Material provided:
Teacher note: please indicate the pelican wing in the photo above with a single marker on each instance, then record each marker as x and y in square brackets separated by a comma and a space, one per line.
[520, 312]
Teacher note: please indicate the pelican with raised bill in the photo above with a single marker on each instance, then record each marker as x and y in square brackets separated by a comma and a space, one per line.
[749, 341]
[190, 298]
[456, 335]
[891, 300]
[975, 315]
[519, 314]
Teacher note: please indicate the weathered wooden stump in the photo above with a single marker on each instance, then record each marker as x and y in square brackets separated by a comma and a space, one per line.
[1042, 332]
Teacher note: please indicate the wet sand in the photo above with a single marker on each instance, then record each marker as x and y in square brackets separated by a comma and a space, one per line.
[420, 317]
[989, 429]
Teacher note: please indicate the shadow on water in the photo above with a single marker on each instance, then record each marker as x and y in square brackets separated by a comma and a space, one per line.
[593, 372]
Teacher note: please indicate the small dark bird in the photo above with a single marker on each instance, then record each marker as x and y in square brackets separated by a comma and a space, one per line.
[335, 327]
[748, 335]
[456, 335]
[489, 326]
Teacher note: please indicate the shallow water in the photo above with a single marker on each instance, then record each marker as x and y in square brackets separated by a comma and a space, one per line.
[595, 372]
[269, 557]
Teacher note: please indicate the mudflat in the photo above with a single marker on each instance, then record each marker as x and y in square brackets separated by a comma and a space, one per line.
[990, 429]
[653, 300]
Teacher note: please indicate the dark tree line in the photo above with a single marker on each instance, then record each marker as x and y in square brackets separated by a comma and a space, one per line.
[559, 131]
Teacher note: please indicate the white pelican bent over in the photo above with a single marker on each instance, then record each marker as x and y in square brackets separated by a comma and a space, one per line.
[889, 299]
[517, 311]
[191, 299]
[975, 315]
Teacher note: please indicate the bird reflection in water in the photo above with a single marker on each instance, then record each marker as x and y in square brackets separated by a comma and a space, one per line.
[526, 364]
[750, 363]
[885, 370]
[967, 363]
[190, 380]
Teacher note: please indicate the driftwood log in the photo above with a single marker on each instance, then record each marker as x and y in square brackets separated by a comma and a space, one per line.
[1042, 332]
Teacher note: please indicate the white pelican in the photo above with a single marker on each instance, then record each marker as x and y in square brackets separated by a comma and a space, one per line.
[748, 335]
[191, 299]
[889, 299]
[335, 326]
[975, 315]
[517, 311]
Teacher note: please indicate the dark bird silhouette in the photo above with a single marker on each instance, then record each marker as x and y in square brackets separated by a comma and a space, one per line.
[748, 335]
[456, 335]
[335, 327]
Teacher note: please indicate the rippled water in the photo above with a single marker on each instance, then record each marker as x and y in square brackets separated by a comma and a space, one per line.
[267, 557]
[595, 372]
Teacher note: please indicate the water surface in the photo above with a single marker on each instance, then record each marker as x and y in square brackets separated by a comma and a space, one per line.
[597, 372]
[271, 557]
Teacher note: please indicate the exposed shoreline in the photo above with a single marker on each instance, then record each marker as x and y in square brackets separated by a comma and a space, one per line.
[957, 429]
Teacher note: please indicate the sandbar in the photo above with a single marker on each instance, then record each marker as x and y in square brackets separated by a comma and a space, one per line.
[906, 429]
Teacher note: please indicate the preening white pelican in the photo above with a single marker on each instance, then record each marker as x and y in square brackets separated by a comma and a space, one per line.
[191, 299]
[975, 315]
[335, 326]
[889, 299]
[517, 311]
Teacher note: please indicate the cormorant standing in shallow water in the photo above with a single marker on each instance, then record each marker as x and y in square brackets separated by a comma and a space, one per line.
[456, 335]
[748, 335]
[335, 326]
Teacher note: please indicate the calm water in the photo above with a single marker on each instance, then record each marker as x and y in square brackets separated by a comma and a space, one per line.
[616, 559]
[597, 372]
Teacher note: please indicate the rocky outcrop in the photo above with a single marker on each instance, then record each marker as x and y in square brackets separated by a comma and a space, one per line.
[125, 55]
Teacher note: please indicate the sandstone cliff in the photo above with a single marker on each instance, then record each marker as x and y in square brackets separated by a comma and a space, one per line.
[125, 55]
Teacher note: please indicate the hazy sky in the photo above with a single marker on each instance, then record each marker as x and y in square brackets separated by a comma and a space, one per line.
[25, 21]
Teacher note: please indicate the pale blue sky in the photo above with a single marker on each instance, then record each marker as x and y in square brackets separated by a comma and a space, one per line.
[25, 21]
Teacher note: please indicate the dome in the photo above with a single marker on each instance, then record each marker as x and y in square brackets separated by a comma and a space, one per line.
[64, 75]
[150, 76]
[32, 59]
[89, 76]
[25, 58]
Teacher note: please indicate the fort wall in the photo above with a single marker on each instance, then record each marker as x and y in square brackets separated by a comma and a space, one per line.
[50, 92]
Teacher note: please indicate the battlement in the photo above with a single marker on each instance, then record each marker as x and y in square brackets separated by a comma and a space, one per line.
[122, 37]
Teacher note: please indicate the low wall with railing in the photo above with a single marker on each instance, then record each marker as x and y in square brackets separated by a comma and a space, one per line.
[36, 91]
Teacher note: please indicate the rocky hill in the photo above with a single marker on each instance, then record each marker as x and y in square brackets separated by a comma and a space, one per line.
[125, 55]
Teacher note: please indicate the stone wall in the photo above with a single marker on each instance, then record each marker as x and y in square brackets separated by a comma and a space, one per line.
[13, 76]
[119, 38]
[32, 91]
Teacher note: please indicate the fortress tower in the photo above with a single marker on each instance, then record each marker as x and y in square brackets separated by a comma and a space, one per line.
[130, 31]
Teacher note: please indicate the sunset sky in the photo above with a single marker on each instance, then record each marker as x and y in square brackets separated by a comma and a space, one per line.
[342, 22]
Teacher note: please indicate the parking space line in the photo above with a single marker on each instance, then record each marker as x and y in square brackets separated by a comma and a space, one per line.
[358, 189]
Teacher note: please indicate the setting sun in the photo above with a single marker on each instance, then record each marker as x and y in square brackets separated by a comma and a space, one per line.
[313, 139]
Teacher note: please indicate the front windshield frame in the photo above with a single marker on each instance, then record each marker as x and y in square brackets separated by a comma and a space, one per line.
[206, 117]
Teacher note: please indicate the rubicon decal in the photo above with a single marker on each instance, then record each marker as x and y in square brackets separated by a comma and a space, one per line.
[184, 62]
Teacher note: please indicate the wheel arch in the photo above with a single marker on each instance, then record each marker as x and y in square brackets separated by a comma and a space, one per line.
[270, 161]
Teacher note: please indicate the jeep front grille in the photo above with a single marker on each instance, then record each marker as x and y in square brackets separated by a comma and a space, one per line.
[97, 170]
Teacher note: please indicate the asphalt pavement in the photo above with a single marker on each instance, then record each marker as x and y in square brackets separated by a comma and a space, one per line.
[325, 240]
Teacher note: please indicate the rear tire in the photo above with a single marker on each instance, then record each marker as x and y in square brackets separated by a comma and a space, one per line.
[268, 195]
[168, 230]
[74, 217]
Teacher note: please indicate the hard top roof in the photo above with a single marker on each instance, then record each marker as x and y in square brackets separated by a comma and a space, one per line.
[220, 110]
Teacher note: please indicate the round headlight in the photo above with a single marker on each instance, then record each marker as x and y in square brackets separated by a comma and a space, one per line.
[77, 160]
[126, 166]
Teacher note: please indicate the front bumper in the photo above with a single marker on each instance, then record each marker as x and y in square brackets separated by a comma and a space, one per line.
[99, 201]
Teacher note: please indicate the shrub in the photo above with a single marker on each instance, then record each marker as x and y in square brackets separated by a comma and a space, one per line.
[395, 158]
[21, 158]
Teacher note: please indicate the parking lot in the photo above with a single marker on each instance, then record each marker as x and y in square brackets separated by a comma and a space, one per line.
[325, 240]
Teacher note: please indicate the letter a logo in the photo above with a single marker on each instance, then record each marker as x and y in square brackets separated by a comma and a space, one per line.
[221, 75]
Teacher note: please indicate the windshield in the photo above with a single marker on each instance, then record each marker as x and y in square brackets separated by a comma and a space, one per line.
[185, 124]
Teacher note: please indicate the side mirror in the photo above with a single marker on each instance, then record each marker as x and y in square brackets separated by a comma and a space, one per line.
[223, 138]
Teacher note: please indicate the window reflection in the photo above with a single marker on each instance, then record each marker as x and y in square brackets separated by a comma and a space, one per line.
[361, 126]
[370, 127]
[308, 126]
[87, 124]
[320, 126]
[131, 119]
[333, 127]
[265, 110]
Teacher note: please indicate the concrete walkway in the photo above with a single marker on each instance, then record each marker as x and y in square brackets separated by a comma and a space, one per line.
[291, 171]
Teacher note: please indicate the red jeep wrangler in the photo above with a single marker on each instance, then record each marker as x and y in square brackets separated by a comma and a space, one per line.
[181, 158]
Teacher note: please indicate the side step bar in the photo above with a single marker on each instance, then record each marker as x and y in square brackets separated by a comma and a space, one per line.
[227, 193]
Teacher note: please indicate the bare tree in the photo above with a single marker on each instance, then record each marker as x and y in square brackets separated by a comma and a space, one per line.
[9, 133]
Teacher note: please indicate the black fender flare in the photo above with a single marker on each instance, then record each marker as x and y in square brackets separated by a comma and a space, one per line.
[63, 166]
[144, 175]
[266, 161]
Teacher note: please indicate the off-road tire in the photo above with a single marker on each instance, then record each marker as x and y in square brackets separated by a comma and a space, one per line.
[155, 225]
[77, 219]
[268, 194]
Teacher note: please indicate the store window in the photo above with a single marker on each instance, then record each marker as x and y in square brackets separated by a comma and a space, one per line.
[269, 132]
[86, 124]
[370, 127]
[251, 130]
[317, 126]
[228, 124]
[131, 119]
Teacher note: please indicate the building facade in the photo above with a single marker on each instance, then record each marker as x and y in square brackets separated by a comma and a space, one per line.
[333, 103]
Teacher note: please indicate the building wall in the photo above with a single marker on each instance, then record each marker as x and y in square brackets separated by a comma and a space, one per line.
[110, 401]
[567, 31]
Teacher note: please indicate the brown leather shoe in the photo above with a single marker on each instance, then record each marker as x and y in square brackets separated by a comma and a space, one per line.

Task to carry out:
Starting at the line that contains "Teacher note: please indicate the bare", retype every line through the end of the records exactly, and nothing else.

Result of this exercise:
Teacher note: please indicate the bare tree in the photo above with a single marker on each instance, then record each marker as x and y in square brackets separated by a comma and a space, one per line.
[9, 133]
Teacher note: please indicate the black fender flare in the photo above with a single marker on each instance, then record each marker as x and y in square brackets separated by a comma and a space, one per line.
[63, 166]
[144, 175]
[266, 161]
Teacher note: please indicate the off-road tire in the photo above with a single marker on each instance, then record each marker as x and y in square brackets separated by a comma and a space, one per line.
[155, 225]
[77, 219]
[268, 194]
Teacher note: please indicate the store window in the photo above with a single marker on each instance, then record each marker as x and y in square brackets separated by a comma and a space, one per line.
[269, 132]
[86, 124]
[370, 127]
[251, 130]
[317, 126]
[228, 124]
[131, 119]
Teacher note: please indicate the building facade in the photo above with a single marker on each instance, then record each marker as x and y in square brackets separated by a comma and a space, one per line.
[333, 103]
Teacher note: please indicate the building wall in the photo above with a single marker on each instance, then record each marker as x and y in square brackets separated by a comma and a space, one per line.
[110, 401]
[567, 31]
Teacher note: please indicate the brown leather shoe in the photo above with a single marker on each instance, then record each marker as x and y in square brackets separated by a comma and a space, one per line.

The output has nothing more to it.